• **TASK REQUIREMENTS**
In the records below, find the lines that include "floor" and copy each.

• **SUPPLIED ENTRIES**
━━━━━━━━━━━━━━━━
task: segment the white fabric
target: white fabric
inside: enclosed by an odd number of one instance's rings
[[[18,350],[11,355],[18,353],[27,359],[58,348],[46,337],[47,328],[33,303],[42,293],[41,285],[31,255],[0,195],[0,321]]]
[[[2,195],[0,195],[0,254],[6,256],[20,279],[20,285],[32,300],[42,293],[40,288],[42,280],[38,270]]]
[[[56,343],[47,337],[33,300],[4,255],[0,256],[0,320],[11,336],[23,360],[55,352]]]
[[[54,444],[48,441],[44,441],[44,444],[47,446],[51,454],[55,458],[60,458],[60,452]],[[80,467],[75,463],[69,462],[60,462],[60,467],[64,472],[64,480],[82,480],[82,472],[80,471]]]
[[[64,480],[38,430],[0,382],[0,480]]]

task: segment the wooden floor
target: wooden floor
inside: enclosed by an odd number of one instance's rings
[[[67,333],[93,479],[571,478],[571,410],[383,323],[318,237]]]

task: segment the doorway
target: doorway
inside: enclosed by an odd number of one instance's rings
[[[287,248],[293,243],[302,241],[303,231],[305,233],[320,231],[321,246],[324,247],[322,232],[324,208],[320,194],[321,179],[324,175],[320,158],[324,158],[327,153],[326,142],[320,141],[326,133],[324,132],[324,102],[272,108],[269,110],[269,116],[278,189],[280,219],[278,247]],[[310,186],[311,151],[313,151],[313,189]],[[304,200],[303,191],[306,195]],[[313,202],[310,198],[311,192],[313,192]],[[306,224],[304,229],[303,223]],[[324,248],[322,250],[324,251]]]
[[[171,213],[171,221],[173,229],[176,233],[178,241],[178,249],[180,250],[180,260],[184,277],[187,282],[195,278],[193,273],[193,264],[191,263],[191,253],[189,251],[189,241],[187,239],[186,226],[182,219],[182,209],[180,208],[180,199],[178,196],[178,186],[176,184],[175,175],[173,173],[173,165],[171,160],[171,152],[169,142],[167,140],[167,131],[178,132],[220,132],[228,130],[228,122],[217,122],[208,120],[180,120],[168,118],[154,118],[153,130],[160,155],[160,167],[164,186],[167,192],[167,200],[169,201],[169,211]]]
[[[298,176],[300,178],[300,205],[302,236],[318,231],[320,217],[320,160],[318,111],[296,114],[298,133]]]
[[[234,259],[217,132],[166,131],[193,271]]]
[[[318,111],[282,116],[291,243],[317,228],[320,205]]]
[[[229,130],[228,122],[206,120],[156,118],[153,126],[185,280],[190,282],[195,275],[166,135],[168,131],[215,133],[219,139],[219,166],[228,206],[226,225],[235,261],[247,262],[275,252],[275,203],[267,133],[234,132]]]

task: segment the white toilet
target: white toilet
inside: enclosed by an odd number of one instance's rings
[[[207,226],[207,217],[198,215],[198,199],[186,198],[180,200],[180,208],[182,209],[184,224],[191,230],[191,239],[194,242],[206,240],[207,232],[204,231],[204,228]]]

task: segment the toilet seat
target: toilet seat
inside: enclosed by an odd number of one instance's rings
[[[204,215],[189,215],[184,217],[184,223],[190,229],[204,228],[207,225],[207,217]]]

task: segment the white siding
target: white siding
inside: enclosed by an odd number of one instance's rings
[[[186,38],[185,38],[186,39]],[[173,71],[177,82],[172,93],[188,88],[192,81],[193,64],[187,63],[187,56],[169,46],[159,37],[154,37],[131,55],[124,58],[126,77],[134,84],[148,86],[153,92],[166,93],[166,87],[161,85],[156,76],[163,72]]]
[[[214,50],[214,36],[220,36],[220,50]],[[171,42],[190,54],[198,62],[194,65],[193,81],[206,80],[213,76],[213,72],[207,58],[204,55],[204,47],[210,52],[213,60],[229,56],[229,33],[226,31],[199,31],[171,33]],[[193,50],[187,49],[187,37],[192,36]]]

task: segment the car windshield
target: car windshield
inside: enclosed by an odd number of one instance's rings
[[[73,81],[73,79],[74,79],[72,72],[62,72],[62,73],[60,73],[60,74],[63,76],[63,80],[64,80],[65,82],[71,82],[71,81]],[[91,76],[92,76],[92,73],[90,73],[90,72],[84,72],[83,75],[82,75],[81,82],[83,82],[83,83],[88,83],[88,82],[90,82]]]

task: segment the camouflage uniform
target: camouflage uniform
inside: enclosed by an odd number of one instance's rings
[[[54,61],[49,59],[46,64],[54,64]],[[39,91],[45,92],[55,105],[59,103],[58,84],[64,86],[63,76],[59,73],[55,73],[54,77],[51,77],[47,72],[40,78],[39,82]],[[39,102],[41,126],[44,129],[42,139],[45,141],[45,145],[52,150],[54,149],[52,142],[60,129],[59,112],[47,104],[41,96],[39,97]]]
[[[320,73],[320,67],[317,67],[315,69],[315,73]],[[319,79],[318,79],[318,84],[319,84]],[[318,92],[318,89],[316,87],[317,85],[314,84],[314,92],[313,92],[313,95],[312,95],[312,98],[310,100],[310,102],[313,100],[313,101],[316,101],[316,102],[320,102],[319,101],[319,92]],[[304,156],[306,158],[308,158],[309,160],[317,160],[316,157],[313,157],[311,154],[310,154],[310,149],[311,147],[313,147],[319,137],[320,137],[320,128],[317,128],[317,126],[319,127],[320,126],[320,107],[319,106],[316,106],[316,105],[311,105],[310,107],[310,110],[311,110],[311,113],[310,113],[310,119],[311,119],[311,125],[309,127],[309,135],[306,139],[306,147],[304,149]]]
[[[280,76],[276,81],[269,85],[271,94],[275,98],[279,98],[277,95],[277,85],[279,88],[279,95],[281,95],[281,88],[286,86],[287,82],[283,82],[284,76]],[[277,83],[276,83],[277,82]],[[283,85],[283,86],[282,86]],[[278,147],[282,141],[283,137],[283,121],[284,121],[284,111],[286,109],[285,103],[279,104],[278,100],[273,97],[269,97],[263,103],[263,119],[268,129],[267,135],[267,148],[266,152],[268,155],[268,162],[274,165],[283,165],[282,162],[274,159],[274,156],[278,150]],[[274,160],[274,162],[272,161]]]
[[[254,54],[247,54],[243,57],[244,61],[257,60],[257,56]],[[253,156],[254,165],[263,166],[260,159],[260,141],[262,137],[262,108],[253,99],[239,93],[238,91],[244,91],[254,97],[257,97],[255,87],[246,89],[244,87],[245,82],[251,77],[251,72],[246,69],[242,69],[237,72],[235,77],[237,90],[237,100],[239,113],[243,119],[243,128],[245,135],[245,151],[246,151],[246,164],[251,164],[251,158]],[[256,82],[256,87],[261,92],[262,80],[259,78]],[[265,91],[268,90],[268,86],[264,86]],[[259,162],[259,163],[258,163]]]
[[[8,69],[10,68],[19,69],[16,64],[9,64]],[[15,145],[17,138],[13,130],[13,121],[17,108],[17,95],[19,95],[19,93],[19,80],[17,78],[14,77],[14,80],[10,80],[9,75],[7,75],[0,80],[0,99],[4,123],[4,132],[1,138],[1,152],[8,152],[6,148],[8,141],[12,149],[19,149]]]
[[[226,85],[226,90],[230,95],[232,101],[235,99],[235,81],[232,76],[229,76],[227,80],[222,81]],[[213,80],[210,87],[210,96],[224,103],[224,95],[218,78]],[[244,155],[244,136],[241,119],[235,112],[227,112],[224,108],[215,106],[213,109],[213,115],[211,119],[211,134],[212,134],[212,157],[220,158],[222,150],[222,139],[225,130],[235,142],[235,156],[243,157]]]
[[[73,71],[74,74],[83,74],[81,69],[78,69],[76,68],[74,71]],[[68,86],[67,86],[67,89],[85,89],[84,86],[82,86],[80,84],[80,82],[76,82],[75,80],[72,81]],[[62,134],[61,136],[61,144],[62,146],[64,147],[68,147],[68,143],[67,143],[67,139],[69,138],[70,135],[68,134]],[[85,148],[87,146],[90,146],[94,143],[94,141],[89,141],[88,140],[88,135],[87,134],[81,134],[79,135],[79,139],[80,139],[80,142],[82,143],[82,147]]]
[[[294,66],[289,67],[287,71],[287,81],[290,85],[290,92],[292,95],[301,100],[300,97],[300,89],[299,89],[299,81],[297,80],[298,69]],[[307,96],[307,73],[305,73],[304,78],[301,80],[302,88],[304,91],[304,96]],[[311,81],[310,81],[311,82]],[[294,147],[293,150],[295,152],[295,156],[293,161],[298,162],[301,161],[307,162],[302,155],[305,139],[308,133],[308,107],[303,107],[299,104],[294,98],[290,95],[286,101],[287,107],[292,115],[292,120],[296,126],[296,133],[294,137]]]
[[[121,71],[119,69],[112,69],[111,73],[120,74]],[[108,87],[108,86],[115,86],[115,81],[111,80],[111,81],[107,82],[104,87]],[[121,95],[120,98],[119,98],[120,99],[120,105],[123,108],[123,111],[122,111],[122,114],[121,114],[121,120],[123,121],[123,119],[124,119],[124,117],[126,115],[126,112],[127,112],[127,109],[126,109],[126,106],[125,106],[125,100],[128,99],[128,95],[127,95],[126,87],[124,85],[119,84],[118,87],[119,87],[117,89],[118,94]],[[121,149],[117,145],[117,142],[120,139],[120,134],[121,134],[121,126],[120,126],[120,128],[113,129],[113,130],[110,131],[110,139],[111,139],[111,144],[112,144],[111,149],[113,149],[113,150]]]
━━━━━━━━━━━━━━━━
• **WRITTEN RESPONSE**
task: segment the wooden floor
target: wooden floor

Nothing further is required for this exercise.